# Tiny starts acupuncture tomorrow



## hotel4dogs (Sep 29, 2008)

I had Tiny at the vet a week ago because she has been panting a lot lately. Chest xrays are clear, and her heart and lungs sound great, so we are left with just a couple of diagnoses.
One would be the onset of some laryngeal paralysis, which wouldn't be surprising considering her age (15 years, 7 months). I lean toward that one, as she seems to choke on her food a bit these days, and I've been soaking it in water to help, which does help.
The other would be more pain. She has a lot of arthritis, even though she still gets up real well and moves around quite freely, the xrays do show a lot of arthritis. She is on a small dose of rimadyl every day, but when I increase it to a full dose, her liver enzymes drift upward. 
So we are going to start a 4 week course of acupuncture and see if that helps her. It did wonders for HRH Toby.
Here's hoping!


----------



## Karen519 (Aug 21, 2006)

*Barbara*

Barbara

Hope acupuncture helps Tiny!


----------



## Tayla's Mom (Apr 20, 2012)

We've always done acupuncture. It's done wonders. 


Sent from my iPod touch using PG Free


----------



## GoldenMum (Mar 15, 2010)

Please keep us posted on how it goes for Tiny, give her a belly rub from me...........Dawn


----------



## Dallas Gold (Dec 22, 2007)

Sending positive thoughts that Tiny will see a benefit from the acupuncture treatments. I'm a firm believer in its benefits and wish Toby's vet could give me some needles at the same time! as it's helped both my husband and me and all of our dogs at some point in their lives.


----------



## GoldenCamper (Dec 21, 2009)

Seems like I just wished her a happy 15th birthday, where did these extra 7 months come from?

Wishing Tiny the best of course. Hope the acupuncture does it's thing to help her and ease your worry.


----------



## Sweet Girl (Jun 10, 2010)

Crossing my fingers the acupuncture has a good effect on her. 15.7 years - what a blessing. 

Stupid question - how do you keep your dog still during the treatment? I've had acupuncture myself, so I know the deep pain you get if you move the targetted muscles while the needles are in.


----------



## GoldenCamper (Dec 21, 2009)

When you did the acupuncture with Toby, did you ask the practitioner about teaching you the Tui Na (pronounced Twee-Nah) massage? There are different ones depending on the dog. It stimulates the the same point the needles do and can extend time between visits. As my vet taught me I had no idea how much pressure to use so held out my forearm so I could feel it. Hard to tell just looking.

She is in great care having you as a furmom


----------



## coppers-mom (Jan 9, 2009)

I sure hope acupuncture helps the lovely tiny feel better!


----------



## AmberSunrise (Apr 1, 2009)

Sending good thoughts that the acupunture works and Tiny feels better quickly- it did for my Rowdy!


----------



## hotel4dogs (Sep 29, 2008)
_ _ _ _ _ _ _
Exercise set
(1) Translate this sentence from the acupuncture thread into Spanish: "So we are going to start a 4 week course of acupuncture and see if that helps her."
(2) From the acupuncture thread, extract the passage starting at "I had Tiny at" and ending at "couple of diagnoses.".
None of the rows have any bearing on this.

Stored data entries
_ _ _ _ _ _ _
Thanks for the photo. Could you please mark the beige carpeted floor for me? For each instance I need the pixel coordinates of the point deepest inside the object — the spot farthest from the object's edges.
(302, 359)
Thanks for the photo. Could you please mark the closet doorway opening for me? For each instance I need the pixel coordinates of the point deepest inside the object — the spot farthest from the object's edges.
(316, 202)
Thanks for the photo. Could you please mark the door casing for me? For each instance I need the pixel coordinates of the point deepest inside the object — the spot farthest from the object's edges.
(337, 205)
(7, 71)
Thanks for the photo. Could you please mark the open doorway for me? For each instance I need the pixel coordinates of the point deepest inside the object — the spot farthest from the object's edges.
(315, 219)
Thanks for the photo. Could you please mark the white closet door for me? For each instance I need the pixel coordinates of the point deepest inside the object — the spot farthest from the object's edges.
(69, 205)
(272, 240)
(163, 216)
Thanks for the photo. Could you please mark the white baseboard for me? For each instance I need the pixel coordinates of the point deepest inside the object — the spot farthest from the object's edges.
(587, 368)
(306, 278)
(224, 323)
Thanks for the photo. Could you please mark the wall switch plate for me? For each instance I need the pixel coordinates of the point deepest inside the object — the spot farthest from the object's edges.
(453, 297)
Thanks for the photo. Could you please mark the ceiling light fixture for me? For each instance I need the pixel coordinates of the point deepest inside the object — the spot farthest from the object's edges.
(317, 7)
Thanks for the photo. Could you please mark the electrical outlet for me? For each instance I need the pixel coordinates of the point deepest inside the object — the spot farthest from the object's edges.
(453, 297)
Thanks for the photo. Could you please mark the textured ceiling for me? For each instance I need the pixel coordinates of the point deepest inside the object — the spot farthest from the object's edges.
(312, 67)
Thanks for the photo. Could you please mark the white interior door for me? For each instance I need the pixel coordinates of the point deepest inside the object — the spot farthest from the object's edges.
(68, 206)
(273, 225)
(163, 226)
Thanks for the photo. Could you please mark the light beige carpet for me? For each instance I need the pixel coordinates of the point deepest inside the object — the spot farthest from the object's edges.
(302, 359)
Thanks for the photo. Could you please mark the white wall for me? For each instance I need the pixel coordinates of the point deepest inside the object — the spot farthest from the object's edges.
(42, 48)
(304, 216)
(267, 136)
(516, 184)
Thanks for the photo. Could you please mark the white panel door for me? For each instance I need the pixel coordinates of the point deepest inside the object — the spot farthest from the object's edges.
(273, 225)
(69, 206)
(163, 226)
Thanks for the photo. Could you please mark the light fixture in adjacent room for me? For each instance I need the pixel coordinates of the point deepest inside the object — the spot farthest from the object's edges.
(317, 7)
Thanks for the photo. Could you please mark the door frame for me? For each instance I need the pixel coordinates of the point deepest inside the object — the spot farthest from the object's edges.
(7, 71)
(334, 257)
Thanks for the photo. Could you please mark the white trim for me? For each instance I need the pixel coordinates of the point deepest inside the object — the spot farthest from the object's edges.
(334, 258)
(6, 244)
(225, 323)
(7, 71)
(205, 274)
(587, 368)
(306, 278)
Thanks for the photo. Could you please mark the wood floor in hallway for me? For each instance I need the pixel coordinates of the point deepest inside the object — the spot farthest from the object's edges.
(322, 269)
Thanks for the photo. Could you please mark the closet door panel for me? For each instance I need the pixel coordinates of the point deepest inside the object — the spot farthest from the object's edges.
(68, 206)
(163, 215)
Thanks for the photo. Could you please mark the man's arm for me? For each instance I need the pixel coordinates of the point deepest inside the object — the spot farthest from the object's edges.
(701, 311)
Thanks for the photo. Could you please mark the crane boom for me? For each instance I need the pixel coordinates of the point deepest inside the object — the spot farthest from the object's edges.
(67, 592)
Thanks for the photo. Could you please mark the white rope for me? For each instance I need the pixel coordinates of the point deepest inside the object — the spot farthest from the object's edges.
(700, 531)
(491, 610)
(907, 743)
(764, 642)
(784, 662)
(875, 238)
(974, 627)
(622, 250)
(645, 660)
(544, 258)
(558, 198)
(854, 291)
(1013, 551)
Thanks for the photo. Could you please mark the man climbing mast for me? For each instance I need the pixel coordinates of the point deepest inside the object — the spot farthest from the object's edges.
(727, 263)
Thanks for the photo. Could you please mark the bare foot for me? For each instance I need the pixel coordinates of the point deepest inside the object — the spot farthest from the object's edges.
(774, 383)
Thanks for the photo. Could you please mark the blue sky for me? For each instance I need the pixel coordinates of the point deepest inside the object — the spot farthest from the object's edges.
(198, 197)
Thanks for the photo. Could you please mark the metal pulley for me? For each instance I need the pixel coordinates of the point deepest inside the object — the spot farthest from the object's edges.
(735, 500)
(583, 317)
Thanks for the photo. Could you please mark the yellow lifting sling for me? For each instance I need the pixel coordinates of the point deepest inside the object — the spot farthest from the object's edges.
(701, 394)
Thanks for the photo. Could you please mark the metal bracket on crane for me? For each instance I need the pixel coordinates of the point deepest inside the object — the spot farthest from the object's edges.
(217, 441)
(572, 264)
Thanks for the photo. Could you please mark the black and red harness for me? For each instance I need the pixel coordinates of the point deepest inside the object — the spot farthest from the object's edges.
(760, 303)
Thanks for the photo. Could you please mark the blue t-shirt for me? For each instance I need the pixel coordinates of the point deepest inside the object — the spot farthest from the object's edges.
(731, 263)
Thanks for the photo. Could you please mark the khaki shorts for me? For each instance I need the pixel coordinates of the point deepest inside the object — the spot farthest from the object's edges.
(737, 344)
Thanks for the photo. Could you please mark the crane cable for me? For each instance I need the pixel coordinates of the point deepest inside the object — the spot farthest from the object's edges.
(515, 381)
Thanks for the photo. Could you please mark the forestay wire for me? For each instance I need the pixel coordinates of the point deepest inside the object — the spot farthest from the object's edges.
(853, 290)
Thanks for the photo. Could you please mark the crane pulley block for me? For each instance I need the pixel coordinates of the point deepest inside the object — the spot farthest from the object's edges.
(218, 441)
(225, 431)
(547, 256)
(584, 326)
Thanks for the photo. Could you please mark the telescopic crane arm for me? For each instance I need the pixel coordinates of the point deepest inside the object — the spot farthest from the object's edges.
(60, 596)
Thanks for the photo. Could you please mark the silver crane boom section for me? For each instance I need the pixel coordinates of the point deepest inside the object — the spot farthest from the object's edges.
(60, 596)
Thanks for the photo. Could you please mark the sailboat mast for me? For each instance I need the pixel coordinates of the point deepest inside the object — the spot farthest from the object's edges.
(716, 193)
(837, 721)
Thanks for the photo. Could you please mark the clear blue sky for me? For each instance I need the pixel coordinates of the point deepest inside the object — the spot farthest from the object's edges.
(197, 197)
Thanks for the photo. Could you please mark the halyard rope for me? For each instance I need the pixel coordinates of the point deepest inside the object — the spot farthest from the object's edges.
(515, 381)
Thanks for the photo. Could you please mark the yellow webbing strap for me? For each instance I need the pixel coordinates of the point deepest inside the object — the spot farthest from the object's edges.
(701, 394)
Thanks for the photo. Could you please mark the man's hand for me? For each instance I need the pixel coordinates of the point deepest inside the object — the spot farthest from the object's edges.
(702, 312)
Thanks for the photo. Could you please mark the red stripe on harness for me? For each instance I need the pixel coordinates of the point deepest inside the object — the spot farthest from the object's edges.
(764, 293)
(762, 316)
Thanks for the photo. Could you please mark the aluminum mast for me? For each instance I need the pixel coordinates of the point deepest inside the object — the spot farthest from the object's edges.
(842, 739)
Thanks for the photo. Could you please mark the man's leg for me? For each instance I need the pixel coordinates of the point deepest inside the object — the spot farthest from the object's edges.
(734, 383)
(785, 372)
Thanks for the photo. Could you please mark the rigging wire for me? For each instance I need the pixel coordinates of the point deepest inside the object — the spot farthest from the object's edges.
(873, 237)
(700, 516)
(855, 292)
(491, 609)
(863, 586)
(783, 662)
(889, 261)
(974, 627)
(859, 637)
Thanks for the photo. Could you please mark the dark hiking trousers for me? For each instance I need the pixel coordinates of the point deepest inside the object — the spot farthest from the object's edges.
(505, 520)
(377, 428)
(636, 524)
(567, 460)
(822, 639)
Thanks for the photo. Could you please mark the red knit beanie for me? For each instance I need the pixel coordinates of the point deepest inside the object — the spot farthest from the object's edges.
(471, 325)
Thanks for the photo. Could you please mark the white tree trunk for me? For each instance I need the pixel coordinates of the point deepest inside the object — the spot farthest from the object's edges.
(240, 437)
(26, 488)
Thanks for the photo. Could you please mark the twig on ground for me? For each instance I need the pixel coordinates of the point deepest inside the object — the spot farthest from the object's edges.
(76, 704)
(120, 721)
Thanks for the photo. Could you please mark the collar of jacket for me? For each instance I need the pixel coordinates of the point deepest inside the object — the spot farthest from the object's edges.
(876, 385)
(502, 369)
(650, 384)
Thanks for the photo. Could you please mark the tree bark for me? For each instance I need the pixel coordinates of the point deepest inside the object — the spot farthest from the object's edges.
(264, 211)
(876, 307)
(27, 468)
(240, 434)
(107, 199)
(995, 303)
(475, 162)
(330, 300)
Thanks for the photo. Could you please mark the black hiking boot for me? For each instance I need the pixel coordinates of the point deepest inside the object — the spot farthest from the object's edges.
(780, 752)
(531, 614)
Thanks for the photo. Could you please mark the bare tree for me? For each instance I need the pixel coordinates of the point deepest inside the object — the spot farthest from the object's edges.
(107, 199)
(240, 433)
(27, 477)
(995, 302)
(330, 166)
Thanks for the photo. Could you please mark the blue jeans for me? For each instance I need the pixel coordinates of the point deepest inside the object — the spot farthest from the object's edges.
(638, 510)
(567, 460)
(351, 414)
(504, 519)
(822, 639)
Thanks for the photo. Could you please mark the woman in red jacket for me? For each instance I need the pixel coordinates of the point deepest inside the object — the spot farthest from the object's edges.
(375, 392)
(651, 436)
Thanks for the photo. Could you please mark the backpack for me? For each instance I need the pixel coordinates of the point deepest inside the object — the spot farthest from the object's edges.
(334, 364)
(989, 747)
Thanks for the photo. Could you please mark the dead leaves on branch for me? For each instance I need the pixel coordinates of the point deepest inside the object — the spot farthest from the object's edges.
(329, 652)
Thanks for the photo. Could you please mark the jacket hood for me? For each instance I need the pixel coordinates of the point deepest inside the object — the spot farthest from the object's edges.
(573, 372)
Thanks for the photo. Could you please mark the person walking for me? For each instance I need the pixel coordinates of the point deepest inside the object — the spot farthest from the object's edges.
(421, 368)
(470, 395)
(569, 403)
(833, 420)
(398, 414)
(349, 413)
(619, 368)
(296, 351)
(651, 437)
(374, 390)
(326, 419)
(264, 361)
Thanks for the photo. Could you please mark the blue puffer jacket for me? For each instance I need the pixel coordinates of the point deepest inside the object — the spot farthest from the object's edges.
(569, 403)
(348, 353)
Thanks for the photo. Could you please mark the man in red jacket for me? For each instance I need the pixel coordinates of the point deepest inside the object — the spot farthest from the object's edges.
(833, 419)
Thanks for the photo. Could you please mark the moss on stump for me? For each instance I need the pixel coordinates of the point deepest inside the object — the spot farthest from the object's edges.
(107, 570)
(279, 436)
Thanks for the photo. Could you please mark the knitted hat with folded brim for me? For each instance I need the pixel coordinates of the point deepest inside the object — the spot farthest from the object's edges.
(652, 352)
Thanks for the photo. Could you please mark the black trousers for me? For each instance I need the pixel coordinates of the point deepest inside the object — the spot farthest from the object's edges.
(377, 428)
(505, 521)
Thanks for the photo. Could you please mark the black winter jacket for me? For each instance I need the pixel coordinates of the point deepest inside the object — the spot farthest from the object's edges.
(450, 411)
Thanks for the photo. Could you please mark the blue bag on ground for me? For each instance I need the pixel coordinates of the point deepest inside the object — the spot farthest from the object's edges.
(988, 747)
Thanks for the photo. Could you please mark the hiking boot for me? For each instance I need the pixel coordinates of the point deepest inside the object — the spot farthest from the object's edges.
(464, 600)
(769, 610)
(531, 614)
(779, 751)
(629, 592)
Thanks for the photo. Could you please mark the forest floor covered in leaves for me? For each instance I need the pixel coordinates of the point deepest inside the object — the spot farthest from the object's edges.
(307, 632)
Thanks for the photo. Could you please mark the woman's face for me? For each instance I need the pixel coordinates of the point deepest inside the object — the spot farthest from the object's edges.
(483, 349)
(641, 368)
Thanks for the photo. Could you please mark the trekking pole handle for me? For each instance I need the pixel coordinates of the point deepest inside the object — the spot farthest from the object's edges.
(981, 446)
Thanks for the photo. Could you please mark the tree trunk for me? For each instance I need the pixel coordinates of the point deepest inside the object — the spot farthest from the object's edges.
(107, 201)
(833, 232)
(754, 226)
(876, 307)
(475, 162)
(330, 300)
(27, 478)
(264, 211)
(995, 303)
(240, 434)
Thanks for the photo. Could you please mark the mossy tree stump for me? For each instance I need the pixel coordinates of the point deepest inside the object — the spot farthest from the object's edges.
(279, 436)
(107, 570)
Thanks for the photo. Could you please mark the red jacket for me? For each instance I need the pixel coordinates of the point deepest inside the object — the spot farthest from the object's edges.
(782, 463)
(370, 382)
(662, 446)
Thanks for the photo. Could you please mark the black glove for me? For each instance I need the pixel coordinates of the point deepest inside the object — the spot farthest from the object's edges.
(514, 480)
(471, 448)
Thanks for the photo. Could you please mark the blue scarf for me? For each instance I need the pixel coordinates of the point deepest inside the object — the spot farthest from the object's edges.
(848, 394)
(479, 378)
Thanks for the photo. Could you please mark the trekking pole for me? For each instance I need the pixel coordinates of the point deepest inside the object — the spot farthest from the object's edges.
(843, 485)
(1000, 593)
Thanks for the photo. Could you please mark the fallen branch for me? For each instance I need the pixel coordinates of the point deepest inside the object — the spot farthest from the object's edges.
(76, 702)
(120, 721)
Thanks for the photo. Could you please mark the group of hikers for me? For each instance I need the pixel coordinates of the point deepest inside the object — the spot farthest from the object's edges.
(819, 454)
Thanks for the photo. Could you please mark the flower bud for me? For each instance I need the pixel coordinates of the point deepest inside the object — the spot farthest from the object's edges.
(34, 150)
_ _ _ _ _ _ _
Solved tasks
(1) Así que vamos a empezar un tratamiento de acupuntura de 4 semanas y ver si eso la ayuda.

(2)
I had Tiny at the vet a week ago because she has been panting a lot lately. Chest xrays are clear, and her heart and lungs sound great, so we are left with just a couple of diagnoses.